======== Data provided ========

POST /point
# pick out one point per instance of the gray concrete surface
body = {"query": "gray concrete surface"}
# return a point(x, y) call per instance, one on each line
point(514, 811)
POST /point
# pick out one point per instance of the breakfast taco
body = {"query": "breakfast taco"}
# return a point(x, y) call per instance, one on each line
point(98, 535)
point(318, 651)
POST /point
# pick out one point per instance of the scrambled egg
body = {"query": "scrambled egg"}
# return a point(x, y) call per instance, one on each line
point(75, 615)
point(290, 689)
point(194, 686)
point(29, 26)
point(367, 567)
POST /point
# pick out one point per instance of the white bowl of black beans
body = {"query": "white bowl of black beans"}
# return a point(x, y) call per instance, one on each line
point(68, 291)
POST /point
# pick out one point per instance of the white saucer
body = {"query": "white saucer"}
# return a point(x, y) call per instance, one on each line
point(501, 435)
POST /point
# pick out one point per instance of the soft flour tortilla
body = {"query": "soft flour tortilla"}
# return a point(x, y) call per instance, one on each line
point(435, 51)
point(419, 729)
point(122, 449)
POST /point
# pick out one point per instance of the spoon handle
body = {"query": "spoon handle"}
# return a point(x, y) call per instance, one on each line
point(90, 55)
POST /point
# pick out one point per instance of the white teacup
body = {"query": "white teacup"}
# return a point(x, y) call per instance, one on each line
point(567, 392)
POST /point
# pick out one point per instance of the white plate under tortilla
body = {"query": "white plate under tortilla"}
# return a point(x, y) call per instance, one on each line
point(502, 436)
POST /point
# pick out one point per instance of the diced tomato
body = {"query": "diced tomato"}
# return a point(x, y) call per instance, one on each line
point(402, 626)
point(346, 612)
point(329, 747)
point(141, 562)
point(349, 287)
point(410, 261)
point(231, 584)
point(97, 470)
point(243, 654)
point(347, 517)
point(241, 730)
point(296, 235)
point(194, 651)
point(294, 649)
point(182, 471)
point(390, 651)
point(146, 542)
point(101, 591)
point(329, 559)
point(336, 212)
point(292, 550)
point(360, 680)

========
======== Data provided ========

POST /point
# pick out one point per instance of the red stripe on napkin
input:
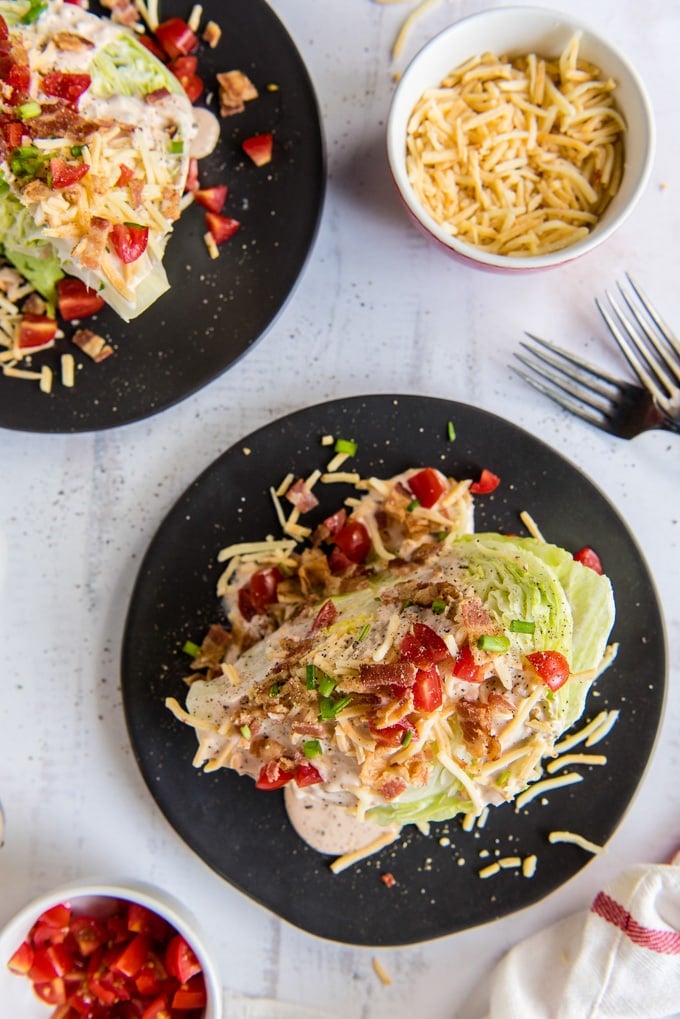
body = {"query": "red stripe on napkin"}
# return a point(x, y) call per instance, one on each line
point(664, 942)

========

Which lines in the data above contain the word "breakfast"? Show each of those lines in full.

_Result of the task:_
# pick out one point per instance of the breakfast taco
body = {"query": "breakfast taco"}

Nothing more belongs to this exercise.